— Begin —

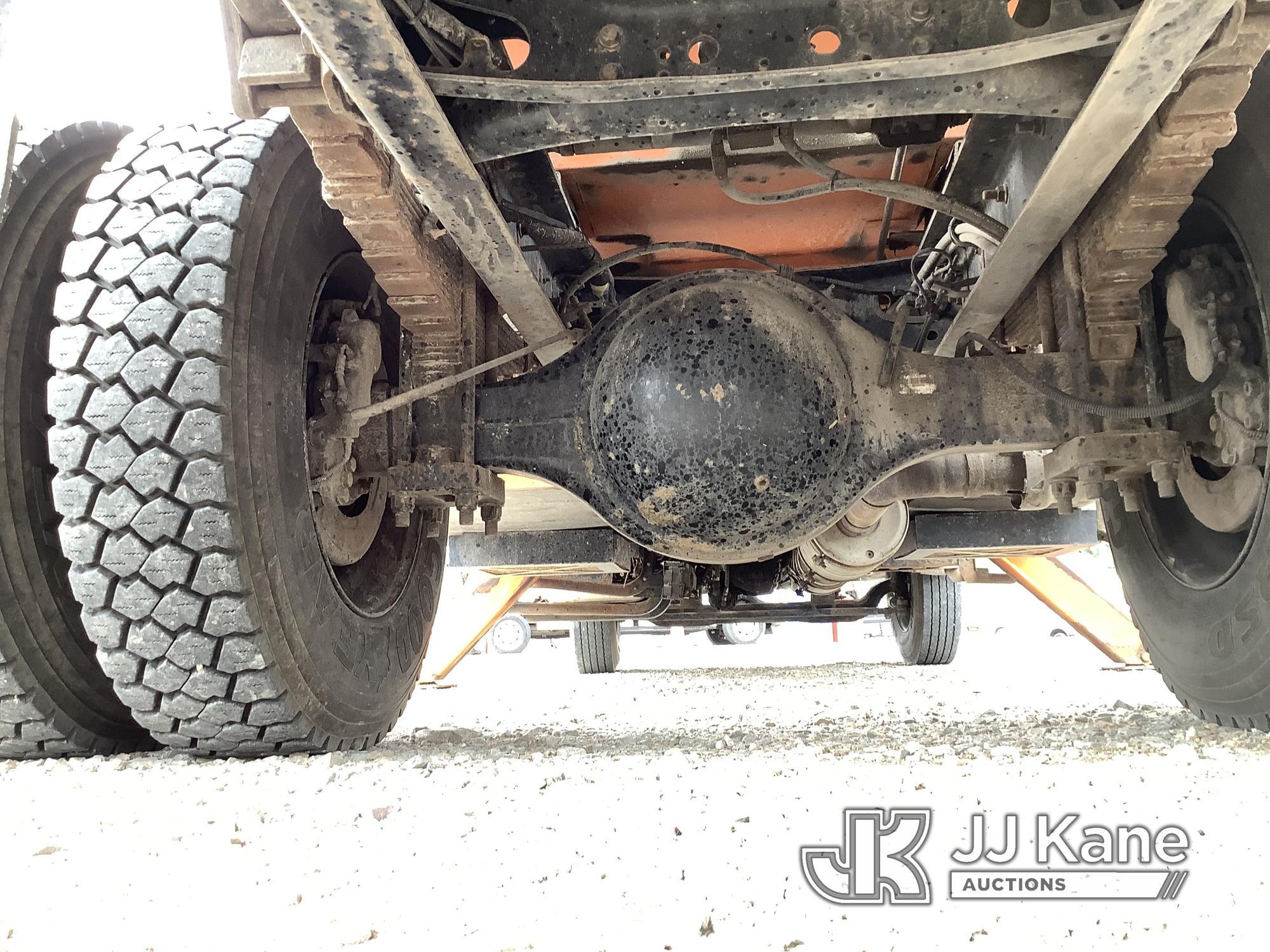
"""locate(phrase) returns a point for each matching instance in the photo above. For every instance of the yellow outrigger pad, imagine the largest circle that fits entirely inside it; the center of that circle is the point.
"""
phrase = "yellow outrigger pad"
(490, 604)
(1093, 616)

— End —

# Given task:
Swap every "outrigger pad" in the material for "stabilizer pad" and reproduce the rest unchanged, leaving out the pictures.

# Correct answer:
"""locate(phrase) returns a point for each matching instance in the photo above. For every instance of the yellow stabilizer pad, imagine the largest circle that fits entirely inside it; the center of that circle is the point.
"""
phrase = "yellow stabilizer pad"
(490, 604)
(1093, 616)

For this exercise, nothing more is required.